Paginafragment ::
****************

Bovendien is het zorgaanbod van VIP-teams beter toegesneden op de aanpak van problematiek die vaker voorkomt bij mannen, zoals problemen op school en comorbide drugsgebruik. Vrouwen met een eerste psychose hebben vaak behoefte aan hulp om hun relatie te behouden en de zorg voor (eventuele) kinderen goed te regelen. Ook hebben vrouwelijke patiënten vaker behoefte aan ondersteuning na/met seksuele uitbuiting (bijv. loverboyproblematiek) en bij huiselijk geweld en is effectieve anticonceptie van groot belang wanneer er geen kinderwens is.
Psychotherapie
Bij vrouwen met SSD komt seksueel en emotioneel misbruik in de kindertijd vaker voor dan bij mannen met dergelijke diagnoses (Comacchio e.a. 2019). Bovendien is bij vrouwen, en niet bij mannen, een voorgeschiedenis van kindertrauma geassocieerd met een vroegere beginleeftijd van psychose (Comacchio e.a. 2019), en wordt symptoomremissie minder vaak bereikt bij patiënten met kindertrauma, in vergelijking met patiënten zonder een dergelijk trauma (Pruessner e.a. 2019). Traumabehandeling heeft positieve effecten op symptomen van PTSS, depressie en psychose bij mensen met ernstige psychotische stoornissen (van den Berg e.a. 2018). Bovendien staan vrouwen meer open voor psychotherapie dan mannen. Toch blijft de implementatie van psychologische behandeling bij psychose laag (Colling e.a. 2017).
Seksuele gezondheid
Seksuele gezondheid en welzijn vormen een essentieel, maar onderbelicht gebied bij vrouwen met SSD (Mitchel e.a. 2021). Hoewel de prevalentie van seksuele disfunctie bij SSD vergelijkbaar is bij mannen en vrouwen, komt libidoverlies iets vaker voor bij vrouwen.

****************

Gegevensuittreksels ::

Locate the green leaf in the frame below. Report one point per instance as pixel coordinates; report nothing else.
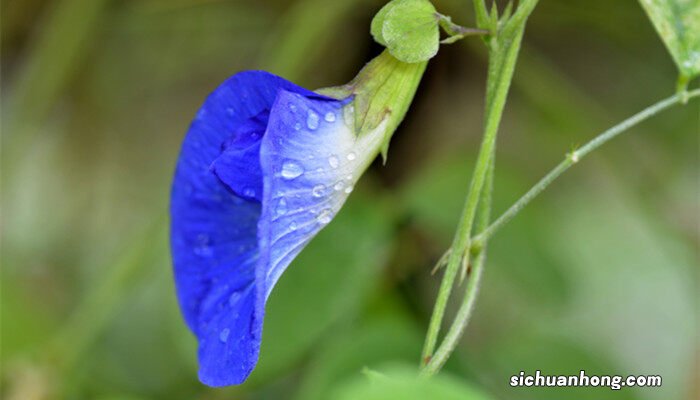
(409, 29)
(390, 336)
(402, 382)
(678, 24)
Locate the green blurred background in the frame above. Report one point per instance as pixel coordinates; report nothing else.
(600, 273)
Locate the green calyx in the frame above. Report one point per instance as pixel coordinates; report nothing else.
(382, 93)
(410, 30)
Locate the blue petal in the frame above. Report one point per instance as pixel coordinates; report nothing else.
(311, 159)
(214, 226)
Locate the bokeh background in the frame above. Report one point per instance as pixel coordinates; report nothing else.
(599, 273)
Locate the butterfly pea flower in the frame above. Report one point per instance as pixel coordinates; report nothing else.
(266, 165)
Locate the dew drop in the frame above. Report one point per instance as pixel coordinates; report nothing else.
(281, 207)
(312, 120)
(333, 161)
(223, 335)
(291, 170)
(325, 216)
(233, 300)
(317, 191)
(202, 246)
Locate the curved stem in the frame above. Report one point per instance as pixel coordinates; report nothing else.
(465, 311)
(575, 156)
(505, 47)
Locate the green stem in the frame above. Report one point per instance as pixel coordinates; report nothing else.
(575, 156)
(501, 67)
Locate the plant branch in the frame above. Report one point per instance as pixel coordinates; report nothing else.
(575, 156)
(504, 49)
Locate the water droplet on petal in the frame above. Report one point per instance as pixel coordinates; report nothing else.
(325, 216)
(318, 190)
(202, 246)
(235, 296)
(333, 161)
(312, 120)
(291, 170)
(223, 335)
(281, 207)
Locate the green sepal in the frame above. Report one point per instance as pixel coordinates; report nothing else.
(409, 29)
(382, 93)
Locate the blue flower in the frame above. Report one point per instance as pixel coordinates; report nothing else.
(263, 168)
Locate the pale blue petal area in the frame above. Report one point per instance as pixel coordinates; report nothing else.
(311, 160)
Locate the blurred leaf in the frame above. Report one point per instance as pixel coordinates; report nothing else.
(402, 382)
(635, 282)
(530, 352)
(390, 336)
(678, 24)
(409, 29)
(305, 34)
(327, 283)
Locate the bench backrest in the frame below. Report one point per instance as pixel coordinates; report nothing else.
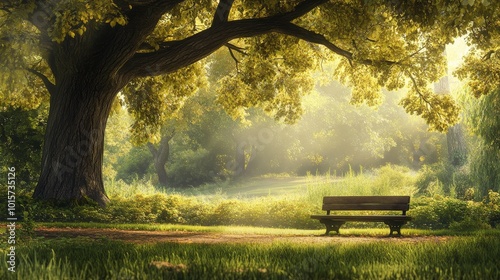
(401, 203)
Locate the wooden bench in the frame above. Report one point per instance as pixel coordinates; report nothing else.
(366, 203)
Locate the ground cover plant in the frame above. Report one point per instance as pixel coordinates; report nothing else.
(259, 207)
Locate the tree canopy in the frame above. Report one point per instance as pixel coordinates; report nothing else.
(86, 52)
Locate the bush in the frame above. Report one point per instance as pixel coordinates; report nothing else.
(444, 212)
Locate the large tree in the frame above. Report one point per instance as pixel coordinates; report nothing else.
(86, 52)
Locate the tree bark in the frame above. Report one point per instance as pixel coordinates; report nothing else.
(160, 157)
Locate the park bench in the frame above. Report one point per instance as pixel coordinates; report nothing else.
(364, 203)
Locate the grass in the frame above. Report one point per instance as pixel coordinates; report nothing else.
(345, 231)
(465, 257)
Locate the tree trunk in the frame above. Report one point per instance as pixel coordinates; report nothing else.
(74, 141)
(160, 157)
(457, 146)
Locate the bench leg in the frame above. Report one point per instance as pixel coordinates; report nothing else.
(395, 226)
(332, 225)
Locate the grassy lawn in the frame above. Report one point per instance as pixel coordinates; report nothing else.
(472, 255)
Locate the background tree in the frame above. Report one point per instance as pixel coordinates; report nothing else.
(85, 52)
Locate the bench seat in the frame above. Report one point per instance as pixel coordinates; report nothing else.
(349, 218)
(364, 203)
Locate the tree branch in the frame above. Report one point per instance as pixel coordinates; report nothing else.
(49, 85)
(187, 51)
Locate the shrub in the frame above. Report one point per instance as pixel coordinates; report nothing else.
(444, 212)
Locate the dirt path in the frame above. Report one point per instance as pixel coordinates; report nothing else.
(136, 236)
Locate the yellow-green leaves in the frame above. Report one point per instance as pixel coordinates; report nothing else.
(72, 17)
(274, 75)
(153, 101)
(481, 70)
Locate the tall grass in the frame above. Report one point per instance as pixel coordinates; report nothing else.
(469, 257)
(388, 180)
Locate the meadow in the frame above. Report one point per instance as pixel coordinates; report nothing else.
(449, 238)
(469, 256)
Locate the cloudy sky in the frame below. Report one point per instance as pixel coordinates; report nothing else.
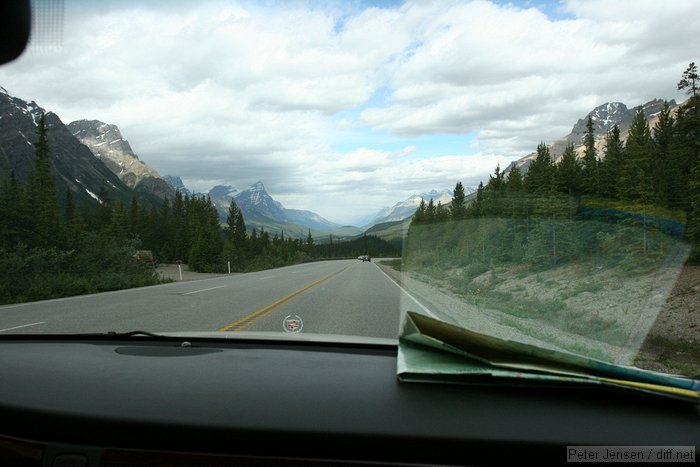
(345, 107)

****************

Op te lossen ::
1/ Op welke symptomen heeft traumabehandeling volgens het paginafragment positieve effecten bij mensen met ernstige psychotische stoornissen?
2/ Neem uit het paginafragment letterlijk het deel over dat opent met de woorden "Bovendien is het" en sluit met "geen kinderwens is.".

Oplossingen ::
1/ Op symptomen van PTSS, depressie en psychose.

2/
Bovendien is het zorgaanbod van VIP-teams beter toegesneden op de aanpak van problematiek die vaker voorkomt bij mannen, zoals problemen op school en comorbide drugsgebruik. Vrouwen met een eerste psychose hebben vaak behoefte aan hulp om hun relatie te behouden en de zorg voor (eventuele) kinderen goed te regelen. Ook hebben vrouwelijke patiënten vaker behoefte aan ondersteuning na/met seksuele uitbuiting (bijv. loverboyproblematiek) en bij huiselijk geweld en is effectieve anticonceptie van groot belang wanneer er geen kinderwens is.